» TASK TO CARRY OUT
Which lines in the data below contain the string "silver"? Copy each such line in full, and treat the match as case-sensitive.

===== EXERCISE INPUT

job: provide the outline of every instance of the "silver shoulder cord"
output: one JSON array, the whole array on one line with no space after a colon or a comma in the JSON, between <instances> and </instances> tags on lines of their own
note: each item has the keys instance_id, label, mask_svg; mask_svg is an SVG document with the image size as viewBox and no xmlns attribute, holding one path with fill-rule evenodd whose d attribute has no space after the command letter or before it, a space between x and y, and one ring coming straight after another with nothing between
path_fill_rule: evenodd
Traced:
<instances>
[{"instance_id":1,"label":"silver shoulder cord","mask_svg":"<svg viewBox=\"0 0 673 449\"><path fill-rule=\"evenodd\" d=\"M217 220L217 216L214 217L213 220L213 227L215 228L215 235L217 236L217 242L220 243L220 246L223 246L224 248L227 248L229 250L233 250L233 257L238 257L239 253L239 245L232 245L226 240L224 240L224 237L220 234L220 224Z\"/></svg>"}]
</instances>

==========
===== EXERCISE INPUT

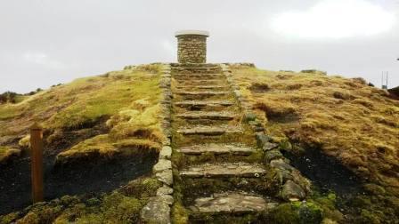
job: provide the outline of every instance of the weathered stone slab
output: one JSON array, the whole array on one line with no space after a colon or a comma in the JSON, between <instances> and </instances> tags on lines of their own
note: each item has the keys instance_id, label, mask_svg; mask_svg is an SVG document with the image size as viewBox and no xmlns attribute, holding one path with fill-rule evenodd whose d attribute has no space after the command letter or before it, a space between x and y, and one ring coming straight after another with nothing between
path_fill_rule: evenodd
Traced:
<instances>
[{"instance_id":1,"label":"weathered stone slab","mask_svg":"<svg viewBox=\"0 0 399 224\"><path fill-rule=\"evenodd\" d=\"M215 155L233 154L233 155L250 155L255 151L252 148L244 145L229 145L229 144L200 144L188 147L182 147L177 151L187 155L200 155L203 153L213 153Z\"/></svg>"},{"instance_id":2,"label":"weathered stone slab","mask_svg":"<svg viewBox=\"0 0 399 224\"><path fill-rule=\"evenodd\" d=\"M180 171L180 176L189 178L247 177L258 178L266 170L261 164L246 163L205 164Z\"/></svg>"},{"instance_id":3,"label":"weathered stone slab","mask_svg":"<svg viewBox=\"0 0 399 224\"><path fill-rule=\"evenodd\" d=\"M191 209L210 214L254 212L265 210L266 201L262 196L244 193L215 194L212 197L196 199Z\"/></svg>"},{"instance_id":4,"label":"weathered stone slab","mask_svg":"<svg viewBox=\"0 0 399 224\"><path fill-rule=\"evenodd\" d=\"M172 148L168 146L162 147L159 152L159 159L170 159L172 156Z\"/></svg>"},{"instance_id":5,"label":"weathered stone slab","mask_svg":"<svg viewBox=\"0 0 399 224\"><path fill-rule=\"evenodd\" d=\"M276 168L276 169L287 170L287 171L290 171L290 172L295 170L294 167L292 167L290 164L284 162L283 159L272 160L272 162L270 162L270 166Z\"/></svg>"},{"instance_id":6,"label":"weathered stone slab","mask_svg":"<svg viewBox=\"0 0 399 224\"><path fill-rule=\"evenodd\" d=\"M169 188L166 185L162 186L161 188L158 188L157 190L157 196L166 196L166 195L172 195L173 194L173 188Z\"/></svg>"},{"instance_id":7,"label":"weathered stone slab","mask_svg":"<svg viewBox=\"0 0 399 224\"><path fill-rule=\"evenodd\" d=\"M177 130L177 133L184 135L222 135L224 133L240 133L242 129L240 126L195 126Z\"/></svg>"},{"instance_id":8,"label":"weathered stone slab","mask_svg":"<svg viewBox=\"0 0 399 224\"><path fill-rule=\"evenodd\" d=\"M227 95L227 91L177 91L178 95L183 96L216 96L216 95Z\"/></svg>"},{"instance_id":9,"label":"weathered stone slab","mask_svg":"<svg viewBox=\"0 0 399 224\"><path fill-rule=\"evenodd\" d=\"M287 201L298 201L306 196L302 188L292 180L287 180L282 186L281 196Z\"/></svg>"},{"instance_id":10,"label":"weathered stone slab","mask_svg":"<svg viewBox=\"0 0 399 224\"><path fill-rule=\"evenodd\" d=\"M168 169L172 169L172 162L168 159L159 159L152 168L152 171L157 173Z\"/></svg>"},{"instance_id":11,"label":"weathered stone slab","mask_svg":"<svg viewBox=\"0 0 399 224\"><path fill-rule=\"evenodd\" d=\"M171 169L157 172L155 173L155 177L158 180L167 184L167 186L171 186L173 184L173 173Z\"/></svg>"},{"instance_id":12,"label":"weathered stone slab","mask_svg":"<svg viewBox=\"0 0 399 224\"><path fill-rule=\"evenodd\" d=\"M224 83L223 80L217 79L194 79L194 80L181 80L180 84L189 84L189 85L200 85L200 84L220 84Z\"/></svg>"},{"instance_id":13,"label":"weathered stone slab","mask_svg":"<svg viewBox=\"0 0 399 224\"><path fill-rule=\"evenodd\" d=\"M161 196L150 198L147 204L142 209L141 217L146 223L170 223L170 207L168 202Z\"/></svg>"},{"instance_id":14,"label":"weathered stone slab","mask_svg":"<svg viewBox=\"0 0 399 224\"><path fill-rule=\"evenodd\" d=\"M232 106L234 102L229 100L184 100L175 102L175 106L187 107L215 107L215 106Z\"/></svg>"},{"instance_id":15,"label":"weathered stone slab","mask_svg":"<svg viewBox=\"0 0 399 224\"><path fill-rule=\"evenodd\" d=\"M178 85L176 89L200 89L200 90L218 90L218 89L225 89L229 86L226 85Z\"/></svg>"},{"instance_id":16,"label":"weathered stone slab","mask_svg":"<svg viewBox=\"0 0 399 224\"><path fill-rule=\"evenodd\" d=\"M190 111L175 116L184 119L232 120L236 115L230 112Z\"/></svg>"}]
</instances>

==========

» FINAL RESULT
job: provide the outline of every instance of the "silver shoulder cord"
[{"instance_id":1,"label":"silver shoulder cord","mask_svg":"<svg viewBox=\"0 0 673 449\"><path fill-rule=\"evenodd\" d=\"M217 220L217 216L214 217L213 220L213 227L215 228L215 235L217 236L217 242L220 243L220 246L223 246L224 248L227 248L229 250L233 250L233 257L238 257L239 253L239 245L232 245L226 240L224 240L224 237L220 234L220 224Z\"/></svg>"}]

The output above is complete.